━━━━━ RECORDS FOR THIS TASK

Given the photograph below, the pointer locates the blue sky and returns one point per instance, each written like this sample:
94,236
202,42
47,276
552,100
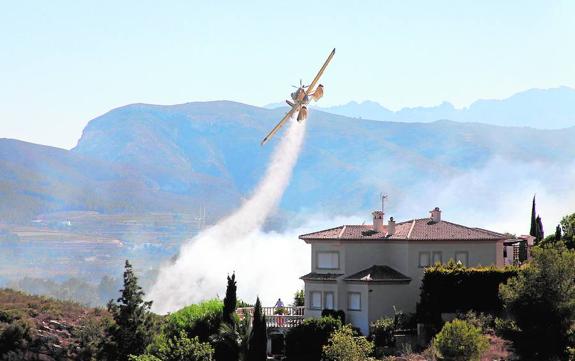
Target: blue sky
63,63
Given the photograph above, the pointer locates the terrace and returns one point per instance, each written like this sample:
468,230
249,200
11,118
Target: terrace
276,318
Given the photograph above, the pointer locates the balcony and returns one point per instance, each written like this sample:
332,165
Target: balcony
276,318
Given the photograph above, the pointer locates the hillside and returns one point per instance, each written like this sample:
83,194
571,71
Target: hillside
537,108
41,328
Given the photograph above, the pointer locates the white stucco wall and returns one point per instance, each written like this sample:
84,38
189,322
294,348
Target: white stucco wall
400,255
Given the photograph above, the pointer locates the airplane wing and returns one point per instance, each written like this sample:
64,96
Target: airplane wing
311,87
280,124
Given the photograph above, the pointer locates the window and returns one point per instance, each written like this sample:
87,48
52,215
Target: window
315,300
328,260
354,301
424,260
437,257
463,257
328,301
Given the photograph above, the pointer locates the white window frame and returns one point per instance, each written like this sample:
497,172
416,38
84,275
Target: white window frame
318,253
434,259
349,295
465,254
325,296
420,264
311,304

━━━━━━━━━━
━━━━━ RECORDS FOR THIS TASK

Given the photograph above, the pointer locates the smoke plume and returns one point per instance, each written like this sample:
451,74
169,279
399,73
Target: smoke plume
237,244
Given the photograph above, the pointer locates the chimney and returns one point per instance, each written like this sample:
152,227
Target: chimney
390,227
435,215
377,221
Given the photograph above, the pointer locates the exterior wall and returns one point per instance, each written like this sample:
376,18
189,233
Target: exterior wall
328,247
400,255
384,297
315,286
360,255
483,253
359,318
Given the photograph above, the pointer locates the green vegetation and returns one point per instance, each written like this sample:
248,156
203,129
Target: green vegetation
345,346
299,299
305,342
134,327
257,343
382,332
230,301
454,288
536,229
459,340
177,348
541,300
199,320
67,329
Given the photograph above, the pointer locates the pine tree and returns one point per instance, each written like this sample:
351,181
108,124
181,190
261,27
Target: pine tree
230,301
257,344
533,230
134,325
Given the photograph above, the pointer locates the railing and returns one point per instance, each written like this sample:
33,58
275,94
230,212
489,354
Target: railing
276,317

━━━━━━━━━━
━━━━━ RECORDS FOR THIS TASK

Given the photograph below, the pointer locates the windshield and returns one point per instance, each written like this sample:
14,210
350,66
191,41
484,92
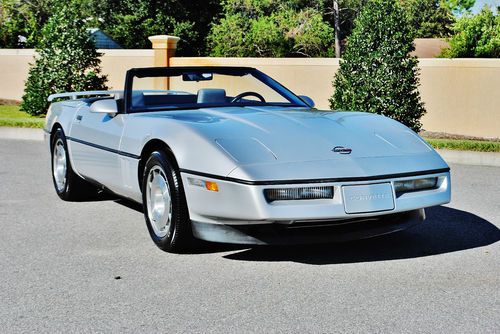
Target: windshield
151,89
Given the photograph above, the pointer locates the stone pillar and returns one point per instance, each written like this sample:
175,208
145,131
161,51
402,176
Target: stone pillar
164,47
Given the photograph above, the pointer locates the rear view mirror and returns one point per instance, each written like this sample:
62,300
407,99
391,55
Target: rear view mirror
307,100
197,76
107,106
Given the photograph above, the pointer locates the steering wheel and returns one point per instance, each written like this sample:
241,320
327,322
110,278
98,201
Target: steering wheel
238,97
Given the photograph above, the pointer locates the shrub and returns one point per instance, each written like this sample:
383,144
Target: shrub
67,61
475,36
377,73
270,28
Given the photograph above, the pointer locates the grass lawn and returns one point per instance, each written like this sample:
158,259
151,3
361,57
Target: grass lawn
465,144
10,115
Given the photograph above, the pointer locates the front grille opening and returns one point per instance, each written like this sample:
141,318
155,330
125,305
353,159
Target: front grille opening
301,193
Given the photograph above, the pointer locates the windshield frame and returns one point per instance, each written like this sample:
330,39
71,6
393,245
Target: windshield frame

━━━━━━━━━━

> [EXERCISE DIRECTIONS]: Your output should be the lines above from the one that contains "Given the photograph below, the pointer locates the windshield" through the one that contains "Given the photograph above, the pointer locates the rear", word for word, with pictures left out.

> [SOLUTION BELOW]:
Given the photograph below, the pointer locates the windshield and returns one point per instance, each written like this sample:
14,210
350,66
191,41
484,92
Target: windshield
151,89
Given the photograph above, the pointer locates the stone pillar and returns one point per instance, each written like this sample:
175,208
145,131
161,51
402,176
Target: stone pillar
164,47
Given the photograph above, the pointer locates the rear view mirror and returns one point per instance, each written like this sample:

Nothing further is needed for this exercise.